CONSIGNES:
**a.** Répondez aux questions suivantes à partir du texte sur les clichés historiques :
(i) Quel est le dernier titre du sommaire ?
(ii) À quoi la plupart des conquêtes romaines étaient-elles destinées ?
(iii) Dans quel domaine l'empire romain a-t-il cherché à uniformiser les choses, et auprès de quelles populations ?
**b.** Recopiez mot pour mot le passage du texte sur les clichés historiques compris entre "(eh, en plus" et "musulmans en Musulmanie.", bornes incluses.
**c.** Rédigez la suite du texte sur les clichés historiques, à partir de sa dernière phrase.

TEXTE DU DOCUMENT:
C'est le moment de se rappeler quelques vérités en démontant des clichés !
(eh, en plus ils sont presque dans l'ordre chronologique !)

Sommaire. (ouais, je teste un nouveau truc, c'est pas trop tôt ^^)
L'empire gréco-romain.
Nos ancêtres les Gaulois.
Europe, empire romain et culture.
La France, pays de racines judéo-chrétiennes.
Les musulmans en Musulmanie.
Chevaliers et samouraïs.
La Révolution, point zéro du nouveau monde.
Les nazis, tous pourris ?


L'empire gréco-romain.

Contrairement à ce qu'on pourrait croire, l'empire romain n'a jamais été un projet conscient (la plupart des conquêtes sont des occupations destinées à créer un glacis défensif autour du cœur impérial et qui ne sont romanisées que pour simplifier leur gestion après coup) et n'a jamais eu pour ambition d'uniformiser la culture au sein de son territoire (sauf juridiquement, et seulement auprès des populations romanisées, aptes à vivre pacifiquement dans l'Empire).

DONNÉES ENREGISTRÉES:
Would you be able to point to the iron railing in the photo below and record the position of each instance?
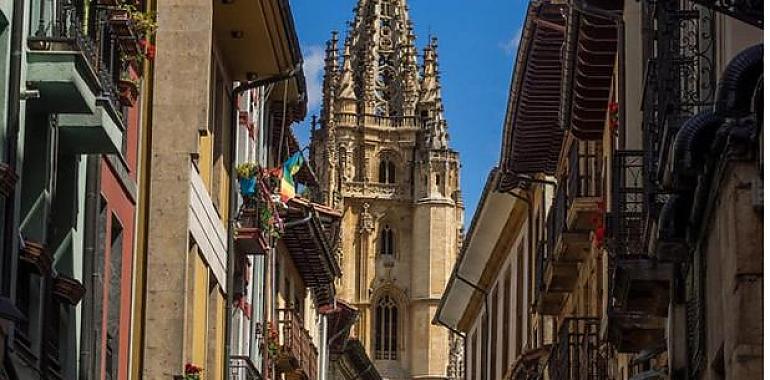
(577, 353)
(628, 209)
(297, 344)
(584, 177)
(748, 11)
(679, 80)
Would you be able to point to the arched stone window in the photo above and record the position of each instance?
(387, 241)
(387, 171)
(386, 329)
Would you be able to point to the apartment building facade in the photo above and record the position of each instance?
(649, 114)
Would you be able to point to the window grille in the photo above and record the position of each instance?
(386, 329)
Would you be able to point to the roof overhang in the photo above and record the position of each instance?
(310, 236)
(531, 133)
(483, 249)
(592, 47)
(259, 40)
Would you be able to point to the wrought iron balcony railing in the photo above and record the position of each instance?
(628, 209)
(577, 353)
(68, 25)
(297, 351)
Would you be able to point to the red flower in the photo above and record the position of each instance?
(192, 369)
(599, 237)
(148, 47)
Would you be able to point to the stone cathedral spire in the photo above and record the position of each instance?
(387, 165)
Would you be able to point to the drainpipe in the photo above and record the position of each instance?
(11, 139)
(483, 291)
(233, 204)
(87, 355)
(528, 202)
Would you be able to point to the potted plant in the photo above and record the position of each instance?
(247, 178)
(192, 372)
(133, 26)
(273, 345)
(128, 89)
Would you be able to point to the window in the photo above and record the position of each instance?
(386, 329)
(387, 241)
(506, 318)
(387, 171)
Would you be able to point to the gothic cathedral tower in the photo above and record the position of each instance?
(381, 155)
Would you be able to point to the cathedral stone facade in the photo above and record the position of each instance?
(382, 157)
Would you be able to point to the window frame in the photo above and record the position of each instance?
(386, 328)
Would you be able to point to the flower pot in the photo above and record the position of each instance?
(248, 186)
(120, 21)
(127, 93)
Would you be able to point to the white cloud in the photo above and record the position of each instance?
(512, 45)
(314, 67)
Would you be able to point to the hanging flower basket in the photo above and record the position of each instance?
(120, 21)
(248, 186)
(247, 178)
(128, 92)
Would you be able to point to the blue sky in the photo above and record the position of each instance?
(477, 44)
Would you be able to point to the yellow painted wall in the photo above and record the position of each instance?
(220, 340)
(198, 318)
(205, 156)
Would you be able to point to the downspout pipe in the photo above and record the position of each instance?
(486, 315)
(12, 137)
(738, 81)
(690, 148)
(88, 357)
(233, 203)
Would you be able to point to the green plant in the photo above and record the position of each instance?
(192, 372)
(247, 170)
(273, 344)
(144, 22)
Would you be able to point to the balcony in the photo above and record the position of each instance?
(639, 284)
(578, 353)
(297, 356)
(74, 66)
(256, 220)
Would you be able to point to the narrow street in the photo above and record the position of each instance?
(381, 189)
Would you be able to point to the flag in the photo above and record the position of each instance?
(290, 168)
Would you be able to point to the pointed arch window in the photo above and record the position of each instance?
(386, 329)
(387, 171)
(387, 241)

RÉPONSES RÉDIGÉES:
**a.**
(i) « Les nazis, tous pourris ? »
(ii) Elles étaient destinées à créer un glacis défensif autour du cœur impérial.
(iii) Il l'a fait dans le domaine juridique, et seulement auprès des populations romanisées, aptes à vivre pacifiquement dans l'Empire.

**b.**
(eh, en plus ils sont presque dans l'ordre chronologique !)

Sommaire. (ouais, je teste un nouveau truc, c'est pas trop tôt ^^)
L'empire gréco-romain.
Nos ancêtres les Gaulois.
Europe, empire romain et culture.
La France, pays de racines judéo-chrétiennes.
Les musulmans en Musulmanie.

**c.**
Quand la république italienne a commencé à fréquenter l'Orient, qu'a-t-elle trouvé ? Les vestiges de l'empire macédonien d'Alexandre le Grand : les cités grecques, bien sûr, mais aussi des royaumes hellénistiques (comme la Macédoine et le royaume Séleucide) et des mélanges de culture grecque et orientale (le Pont-Bithynie) ou même égyptienne dans l'Égypte ptolémaïque (ou lagide).

Y'a aussi des historiens majeurs
qui ont étudié sérieusement la question.
Bref : tout un monde gréco-asiatique (l'Asie antique correspond à l'actuelle Anatolie, en Turquie) où l'on parle grec, si bien qu'en conquérant et en intégrant ces nouveaux territoires, l'Empire Romain s'est adapté à cette culture préexistante. À la fin de la période républicaine, à l'aube des guerres civiles opposant César et Pompée puis Octave et Marc-Antoine, la classe sénatoriale dominante à Rome est clairement érudite et bilingue.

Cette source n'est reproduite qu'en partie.